Action item. From the entries below, retype only the lines from the one with "Kindly put a point on every instance of the grey" through the one with "Target: vertical rock striation", exactly as written.

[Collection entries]
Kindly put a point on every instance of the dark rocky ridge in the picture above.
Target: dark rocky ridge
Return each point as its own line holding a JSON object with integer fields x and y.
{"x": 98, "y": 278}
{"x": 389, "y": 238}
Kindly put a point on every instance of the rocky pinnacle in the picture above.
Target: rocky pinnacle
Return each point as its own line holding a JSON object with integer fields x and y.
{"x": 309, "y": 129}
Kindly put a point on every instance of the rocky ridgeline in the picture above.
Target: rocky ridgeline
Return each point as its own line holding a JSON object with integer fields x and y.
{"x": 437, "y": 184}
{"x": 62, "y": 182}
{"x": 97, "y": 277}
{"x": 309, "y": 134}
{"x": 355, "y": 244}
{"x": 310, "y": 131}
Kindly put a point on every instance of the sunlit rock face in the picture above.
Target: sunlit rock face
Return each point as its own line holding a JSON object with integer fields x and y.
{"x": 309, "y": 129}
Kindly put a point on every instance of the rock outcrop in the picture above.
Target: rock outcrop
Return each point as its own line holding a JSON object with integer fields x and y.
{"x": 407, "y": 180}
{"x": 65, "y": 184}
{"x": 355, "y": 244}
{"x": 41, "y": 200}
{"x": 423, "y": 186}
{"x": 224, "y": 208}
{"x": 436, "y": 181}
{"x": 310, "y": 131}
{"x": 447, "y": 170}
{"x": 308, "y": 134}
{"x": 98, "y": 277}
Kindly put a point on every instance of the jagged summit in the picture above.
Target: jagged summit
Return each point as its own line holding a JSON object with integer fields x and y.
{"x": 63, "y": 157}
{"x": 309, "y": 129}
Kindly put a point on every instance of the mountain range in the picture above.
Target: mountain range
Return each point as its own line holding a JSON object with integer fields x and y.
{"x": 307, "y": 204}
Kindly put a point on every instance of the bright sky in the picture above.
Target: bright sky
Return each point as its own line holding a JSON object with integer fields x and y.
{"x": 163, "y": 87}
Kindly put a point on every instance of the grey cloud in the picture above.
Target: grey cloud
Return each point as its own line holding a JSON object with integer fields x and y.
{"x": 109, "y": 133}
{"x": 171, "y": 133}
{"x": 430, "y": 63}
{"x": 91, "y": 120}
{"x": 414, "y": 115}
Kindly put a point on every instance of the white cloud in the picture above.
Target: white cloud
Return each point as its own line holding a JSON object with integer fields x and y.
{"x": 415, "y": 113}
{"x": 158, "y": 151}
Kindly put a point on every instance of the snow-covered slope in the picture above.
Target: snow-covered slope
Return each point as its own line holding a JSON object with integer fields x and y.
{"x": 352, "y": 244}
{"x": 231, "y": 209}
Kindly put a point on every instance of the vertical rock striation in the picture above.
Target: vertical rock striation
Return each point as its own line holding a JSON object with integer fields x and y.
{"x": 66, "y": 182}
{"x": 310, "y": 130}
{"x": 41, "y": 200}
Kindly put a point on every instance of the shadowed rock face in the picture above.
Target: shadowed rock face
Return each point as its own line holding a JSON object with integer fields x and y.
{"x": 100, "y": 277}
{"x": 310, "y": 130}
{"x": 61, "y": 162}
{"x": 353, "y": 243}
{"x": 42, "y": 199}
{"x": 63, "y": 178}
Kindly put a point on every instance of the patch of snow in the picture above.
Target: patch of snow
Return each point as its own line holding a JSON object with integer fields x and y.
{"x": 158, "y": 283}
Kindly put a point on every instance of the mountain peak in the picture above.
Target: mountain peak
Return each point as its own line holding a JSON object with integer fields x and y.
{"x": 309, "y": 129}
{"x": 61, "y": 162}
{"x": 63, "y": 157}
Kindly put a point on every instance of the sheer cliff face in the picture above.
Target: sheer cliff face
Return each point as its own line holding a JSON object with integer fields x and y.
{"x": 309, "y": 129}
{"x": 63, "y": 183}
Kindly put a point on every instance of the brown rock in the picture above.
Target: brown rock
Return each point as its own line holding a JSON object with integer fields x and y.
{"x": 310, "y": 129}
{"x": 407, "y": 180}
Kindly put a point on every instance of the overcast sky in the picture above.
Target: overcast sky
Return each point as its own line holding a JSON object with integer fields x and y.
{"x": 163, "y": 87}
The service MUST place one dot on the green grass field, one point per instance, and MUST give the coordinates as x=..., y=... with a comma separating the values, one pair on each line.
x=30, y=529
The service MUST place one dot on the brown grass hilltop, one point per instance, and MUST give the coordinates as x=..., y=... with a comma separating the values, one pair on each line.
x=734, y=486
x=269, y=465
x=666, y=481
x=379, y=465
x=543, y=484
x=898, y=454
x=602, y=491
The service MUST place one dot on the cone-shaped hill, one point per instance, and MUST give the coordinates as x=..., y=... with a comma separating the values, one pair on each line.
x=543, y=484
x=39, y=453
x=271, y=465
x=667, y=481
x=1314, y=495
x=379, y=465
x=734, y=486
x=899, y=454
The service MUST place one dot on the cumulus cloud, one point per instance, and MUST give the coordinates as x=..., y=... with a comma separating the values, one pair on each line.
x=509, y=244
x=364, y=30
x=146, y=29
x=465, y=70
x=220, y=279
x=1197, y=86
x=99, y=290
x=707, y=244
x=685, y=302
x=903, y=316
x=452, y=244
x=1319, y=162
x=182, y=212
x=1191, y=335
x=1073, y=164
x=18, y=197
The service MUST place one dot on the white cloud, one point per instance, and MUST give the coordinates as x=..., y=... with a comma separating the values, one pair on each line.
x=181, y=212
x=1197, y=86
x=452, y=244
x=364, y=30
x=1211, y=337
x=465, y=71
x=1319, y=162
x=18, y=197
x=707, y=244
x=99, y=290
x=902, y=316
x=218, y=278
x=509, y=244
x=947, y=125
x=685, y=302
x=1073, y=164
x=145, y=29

Expected answer.
Kindly put a point on every instance of the grey cloud in the picture above.
Target: grey cloud
Return each point as its own line holding a JSON object with integer fields x and y.
{"x": 109, "y": 133}
{"x": 171, "y": 133}
{"x": 430, "y": 63}
{"x": 91, "y": 120}
{"x": 414, "y": 115}
Kindly put a point on every instance of the white cloud in the picture above.
Target: white cloud
Return each point as its own line holding a JSON object with integer fields x and y.
{"x": 415, "y": 113}
{"x": 158, "y": 151}
Kindly put a point on every instance of the snow-covered slope in the picture above.
Target: snow-covered slope
Return each point as its own line holding a JSON object with integer fields x and y.
{"x": 352, "y": 244}
{"x": 231, "y": 209}
Kindly put a point on every instance of the vertical rock striation in the picture above.
Target: vertical rock striation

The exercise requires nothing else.